[Point annotation records]

····················

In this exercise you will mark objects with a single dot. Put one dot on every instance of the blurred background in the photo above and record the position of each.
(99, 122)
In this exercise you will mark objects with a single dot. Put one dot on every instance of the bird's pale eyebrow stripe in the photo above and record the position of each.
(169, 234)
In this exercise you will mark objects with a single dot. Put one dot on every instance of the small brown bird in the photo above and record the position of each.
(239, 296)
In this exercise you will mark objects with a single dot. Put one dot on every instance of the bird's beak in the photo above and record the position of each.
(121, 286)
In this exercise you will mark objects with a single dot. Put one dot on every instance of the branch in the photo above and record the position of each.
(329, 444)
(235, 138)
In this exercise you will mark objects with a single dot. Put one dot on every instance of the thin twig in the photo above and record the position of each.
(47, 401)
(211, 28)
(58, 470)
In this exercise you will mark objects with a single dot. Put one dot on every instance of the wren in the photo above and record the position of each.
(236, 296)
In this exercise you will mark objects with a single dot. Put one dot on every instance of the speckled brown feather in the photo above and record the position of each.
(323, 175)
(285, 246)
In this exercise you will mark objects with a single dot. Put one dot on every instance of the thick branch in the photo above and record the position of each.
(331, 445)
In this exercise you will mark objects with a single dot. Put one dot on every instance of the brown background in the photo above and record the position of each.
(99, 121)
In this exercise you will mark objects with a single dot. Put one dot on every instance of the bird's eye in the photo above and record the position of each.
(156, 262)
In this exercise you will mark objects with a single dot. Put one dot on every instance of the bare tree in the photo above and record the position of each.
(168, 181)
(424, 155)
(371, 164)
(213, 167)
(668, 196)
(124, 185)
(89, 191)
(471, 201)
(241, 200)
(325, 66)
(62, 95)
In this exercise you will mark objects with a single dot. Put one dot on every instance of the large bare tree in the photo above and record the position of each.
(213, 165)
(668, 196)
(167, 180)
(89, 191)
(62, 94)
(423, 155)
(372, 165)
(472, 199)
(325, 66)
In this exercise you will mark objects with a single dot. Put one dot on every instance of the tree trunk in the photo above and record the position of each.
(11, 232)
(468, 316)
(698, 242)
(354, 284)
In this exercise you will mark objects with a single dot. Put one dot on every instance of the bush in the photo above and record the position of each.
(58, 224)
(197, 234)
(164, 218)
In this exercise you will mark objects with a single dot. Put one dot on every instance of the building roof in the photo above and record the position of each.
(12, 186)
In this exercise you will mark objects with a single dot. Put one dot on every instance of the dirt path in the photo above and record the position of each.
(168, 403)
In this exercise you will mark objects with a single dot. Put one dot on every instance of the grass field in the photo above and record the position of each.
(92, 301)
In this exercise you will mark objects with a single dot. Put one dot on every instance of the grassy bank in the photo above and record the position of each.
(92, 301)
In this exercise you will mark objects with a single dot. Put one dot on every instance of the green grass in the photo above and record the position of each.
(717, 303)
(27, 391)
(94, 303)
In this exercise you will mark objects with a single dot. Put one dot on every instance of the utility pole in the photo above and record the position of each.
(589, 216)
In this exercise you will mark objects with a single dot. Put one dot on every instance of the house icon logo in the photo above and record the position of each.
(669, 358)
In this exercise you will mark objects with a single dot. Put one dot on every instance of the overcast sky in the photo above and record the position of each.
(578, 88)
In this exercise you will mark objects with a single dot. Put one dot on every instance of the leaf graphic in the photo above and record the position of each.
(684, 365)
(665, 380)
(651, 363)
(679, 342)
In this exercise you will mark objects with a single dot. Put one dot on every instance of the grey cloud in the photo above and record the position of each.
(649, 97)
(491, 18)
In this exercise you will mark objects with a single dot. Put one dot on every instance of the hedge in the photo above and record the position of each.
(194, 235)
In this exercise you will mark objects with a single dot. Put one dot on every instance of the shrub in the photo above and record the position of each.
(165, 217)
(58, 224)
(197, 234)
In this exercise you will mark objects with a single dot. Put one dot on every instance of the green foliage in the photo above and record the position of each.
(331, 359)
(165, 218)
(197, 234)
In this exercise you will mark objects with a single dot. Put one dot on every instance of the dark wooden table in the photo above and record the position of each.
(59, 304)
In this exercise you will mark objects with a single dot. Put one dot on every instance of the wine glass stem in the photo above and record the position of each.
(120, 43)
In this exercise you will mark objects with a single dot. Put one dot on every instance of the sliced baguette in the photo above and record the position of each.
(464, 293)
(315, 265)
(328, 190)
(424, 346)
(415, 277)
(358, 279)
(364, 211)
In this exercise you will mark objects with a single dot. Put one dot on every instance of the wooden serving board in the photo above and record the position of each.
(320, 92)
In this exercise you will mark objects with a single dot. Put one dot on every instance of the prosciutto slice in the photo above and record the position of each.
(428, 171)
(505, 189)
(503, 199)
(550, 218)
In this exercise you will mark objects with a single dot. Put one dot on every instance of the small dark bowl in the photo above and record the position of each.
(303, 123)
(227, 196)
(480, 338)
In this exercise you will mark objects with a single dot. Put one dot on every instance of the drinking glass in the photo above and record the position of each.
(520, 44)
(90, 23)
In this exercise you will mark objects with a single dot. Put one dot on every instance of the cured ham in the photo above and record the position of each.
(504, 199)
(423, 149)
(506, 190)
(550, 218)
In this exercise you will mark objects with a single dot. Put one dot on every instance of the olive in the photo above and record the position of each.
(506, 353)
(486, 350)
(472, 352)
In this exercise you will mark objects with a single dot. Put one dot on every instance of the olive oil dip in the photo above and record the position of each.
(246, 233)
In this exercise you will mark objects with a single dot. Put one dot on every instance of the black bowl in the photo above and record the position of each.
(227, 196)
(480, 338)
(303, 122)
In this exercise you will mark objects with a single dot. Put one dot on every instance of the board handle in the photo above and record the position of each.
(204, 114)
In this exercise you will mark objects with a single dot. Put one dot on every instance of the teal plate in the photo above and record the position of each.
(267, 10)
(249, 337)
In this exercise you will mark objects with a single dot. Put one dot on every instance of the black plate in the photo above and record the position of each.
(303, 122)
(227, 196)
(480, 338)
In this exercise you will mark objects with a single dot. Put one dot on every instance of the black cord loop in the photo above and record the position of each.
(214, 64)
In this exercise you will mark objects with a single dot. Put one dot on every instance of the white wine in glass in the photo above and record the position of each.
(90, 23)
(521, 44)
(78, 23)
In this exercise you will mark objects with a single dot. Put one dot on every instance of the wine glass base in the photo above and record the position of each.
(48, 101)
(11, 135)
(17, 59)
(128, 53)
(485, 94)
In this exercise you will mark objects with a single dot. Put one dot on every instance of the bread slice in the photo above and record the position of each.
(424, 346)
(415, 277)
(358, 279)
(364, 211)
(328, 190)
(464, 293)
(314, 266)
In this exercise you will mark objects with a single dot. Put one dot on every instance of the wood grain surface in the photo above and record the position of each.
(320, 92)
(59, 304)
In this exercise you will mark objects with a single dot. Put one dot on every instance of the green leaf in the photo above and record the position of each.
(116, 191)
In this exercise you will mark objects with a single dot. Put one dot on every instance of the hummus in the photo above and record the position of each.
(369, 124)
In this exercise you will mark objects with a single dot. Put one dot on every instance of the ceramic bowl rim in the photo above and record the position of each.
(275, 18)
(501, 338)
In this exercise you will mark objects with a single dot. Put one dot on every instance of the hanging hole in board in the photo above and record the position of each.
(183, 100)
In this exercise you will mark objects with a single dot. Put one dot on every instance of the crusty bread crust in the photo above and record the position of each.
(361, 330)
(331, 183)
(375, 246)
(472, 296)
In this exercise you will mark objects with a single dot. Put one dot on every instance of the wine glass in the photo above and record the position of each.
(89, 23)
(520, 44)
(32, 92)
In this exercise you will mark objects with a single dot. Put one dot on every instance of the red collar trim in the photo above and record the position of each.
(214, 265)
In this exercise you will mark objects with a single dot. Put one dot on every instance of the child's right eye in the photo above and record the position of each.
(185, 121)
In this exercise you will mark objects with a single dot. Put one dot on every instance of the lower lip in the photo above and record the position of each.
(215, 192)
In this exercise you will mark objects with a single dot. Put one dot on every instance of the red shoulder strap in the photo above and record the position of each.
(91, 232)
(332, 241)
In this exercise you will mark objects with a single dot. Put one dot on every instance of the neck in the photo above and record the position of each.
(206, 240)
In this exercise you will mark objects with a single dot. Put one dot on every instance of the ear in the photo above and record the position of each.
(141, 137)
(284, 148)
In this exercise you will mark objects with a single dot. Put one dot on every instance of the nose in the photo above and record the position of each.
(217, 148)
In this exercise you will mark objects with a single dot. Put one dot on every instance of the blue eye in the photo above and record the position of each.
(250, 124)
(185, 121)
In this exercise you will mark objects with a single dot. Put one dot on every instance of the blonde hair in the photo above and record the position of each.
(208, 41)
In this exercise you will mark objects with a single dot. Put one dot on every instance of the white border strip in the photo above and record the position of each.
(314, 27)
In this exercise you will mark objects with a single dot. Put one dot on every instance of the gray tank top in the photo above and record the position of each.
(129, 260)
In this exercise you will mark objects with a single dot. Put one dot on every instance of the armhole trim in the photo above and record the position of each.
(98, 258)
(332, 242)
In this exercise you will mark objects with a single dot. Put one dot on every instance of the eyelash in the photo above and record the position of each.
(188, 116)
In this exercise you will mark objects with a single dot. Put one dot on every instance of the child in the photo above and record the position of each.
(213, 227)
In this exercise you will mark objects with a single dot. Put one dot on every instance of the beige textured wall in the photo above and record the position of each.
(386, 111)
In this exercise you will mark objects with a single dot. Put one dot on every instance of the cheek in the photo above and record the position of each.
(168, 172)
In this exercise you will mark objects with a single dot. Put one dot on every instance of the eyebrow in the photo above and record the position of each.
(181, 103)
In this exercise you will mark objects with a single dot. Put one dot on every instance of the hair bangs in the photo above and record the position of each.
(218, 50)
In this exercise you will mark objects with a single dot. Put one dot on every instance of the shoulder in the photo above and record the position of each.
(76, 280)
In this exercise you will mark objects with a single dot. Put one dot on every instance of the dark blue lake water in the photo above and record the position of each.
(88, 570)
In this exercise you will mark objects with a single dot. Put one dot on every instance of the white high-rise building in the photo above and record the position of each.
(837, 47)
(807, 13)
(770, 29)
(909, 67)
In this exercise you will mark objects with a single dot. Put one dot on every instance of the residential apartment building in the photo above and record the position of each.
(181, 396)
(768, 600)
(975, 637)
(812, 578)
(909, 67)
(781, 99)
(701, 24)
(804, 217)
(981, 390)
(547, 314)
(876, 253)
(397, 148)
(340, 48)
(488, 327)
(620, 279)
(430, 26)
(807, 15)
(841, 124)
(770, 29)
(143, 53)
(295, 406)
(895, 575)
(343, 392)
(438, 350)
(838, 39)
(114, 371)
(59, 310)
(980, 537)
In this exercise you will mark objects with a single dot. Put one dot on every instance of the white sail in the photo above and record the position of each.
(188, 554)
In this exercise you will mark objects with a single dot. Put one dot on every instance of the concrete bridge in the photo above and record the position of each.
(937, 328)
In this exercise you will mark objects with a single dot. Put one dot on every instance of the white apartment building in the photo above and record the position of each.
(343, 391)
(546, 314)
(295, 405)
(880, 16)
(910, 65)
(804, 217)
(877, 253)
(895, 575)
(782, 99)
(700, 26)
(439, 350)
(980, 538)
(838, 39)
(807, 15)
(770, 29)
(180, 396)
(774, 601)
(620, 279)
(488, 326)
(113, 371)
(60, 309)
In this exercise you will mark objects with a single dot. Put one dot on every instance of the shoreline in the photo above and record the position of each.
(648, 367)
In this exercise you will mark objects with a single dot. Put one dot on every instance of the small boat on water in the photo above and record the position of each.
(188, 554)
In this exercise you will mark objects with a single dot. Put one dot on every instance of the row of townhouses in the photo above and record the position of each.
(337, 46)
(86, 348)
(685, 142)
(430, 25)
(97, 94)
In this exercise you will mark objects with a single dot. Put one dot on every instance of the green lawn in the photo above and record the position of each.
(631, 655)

····················

SET EXERCISE:
All lines from the one with "of the shoreline" through the final line above are to be quoted exactly; quote no other line.

EXERCISE RESPONSE:
In this exercise you will mark objects with a single dot. Put one dot on every instance of the shoreline in the photo above and record the position of each.
(648, 367)
In this exercise you will mark objects with a single dot. Put one dot on every instance of the small boat on water in the photo above and record the position of each.
(188, 554)
In this exercise you will mark objects with a single dot. Put one dot on every instance of the row of townhouses in the photo above and record the position of each.
(337, 46)
(86, 348)
(685, 142)
(430, 25)
(97, 94)
In this exercise you will mark objects with a single dot. Put one dot on every instance of the green lawn in the photo above and record the position of each.
(631, 655)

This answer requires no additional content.